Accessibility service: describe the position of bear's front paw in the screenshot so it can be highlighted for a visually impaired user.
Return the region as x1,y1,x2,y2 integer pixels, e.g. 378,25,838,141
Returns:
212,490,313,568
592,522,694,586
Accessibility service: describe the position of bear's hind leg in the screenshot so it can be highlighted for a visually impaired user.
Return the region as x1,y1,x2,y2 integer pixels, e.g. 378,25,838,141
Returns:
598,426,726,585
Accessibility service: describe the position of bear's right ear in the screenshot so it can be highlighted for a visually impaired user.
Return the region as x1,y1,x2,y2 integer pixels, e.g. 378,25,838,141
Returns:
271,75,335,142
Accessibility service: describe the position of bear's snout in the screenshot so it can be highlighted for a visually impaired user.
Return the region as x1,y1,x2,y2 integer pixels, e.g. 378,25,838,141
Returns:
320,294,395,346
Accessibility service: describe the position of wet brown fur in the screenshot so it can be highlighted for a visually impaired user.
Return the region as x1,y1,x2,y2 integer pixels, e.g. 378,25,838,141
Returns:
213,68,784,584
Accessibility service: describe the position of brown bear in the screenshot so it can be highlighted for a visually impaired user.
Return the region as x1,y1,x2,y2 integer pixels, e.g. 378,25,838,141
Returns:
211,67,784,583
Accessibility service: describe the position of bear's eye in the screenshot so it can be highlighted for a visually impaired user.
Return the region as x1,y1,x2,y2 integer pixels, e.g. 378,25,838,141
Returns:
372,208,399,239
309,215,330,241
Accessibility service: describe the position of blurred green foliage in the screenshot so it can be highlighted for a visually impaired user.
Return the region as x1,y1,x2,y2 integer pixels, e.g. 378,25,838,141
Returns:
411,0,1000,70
----
=== INSTRUCTION ===
Lay out every line of the entries above as a Markdown table with the columns No. and Line, numbering each row and leaving out blank lines.

=== ANSWER TO THE EXERCISE ===
| No. | Line |
|---|---|
| 1 | Accessibility service: describe the position of bear's front paw in the screenshot so it can be highlighted for a visually impaired user. |
| 2 | Return the region as x1,y1,x2,y2 integer pixels, e.g. 378,25,838,141 |
| 3 | Returns: |
| 4 | 212,490,313,568 |
| 5 | 592,522,694,586 |
| 6 | Accessibility service: describe the position of bear's hind leg in the screenshot so it can be highlighted for a visually impaired user. |
| 7 | Return the region as x1,y1,x2,y2 integer pixels, e.g. 378,25,838,141 |
| 8 | Returns: |
| 9 | 598,426,726,585 |
| 10 | Accessibility service: describe the position of bear's right ear in the screenshot so it can be highlighted for a visually impaired user. |
| 11 | Return the region as x1,y1,x2,y2 integer pixels, e.g. 378,25,838,141 |
| 12 | Returns: |
| 13 | 271,75,335,142 |
| 14 | Accessibility service: describe the position of bear's snout in the screenshot so it can be highlighted for a visually impaired user. |
| 15 | Return the region as x1,y1,x2,y2 integer pixels, e.g. 378,25,838,141 |
| 16 | Returns: |
| 17 | 320,294,395,346 |
| 18 | Accessibility service: describe the position of wet brown fur in the screenshot so it can be highlighted for a visually impaired user. |
| 19 | Return the region as x1,y1,x2,y2 integer pixels, e.g. 378,25,838,141 |
| 20 | Returns: |
| 21 | 213,68,784,584 |
| 22 | Accessibility service: describe the position of brown bear in the screenshot so it can be highlighted for a visually impaired user. |
| 23 | Return the region as x1,y1,x2,y2 integer pixels, e.g. 378,25,838,141 |
| 24 | Returns: |
| 25 | 211,67,784,583 |
| 26 | Accessibility service: describe the position of bear's eye in the screenshot so it can be highlighted for a visually impaired user. |
| 27 | Return the region as x1,y1,x2,y2 integer pixels, e.g. 378,25,838,141 |
| 28 | Returns: |
| 29 | 372,208,399,239 |
| 30 | 309,215,330,241 |
| 31 | Accessibility service: describe the position of blurred green foliage in the screenshot so it can be highlighted for a visually impaired user. |
| 32 | Return the region as x1,y1,x2,y2 integer pixels, e.g. 378,25,838,141 |
| 33 | Returns: |
| 34 | 411,0,1000,70 |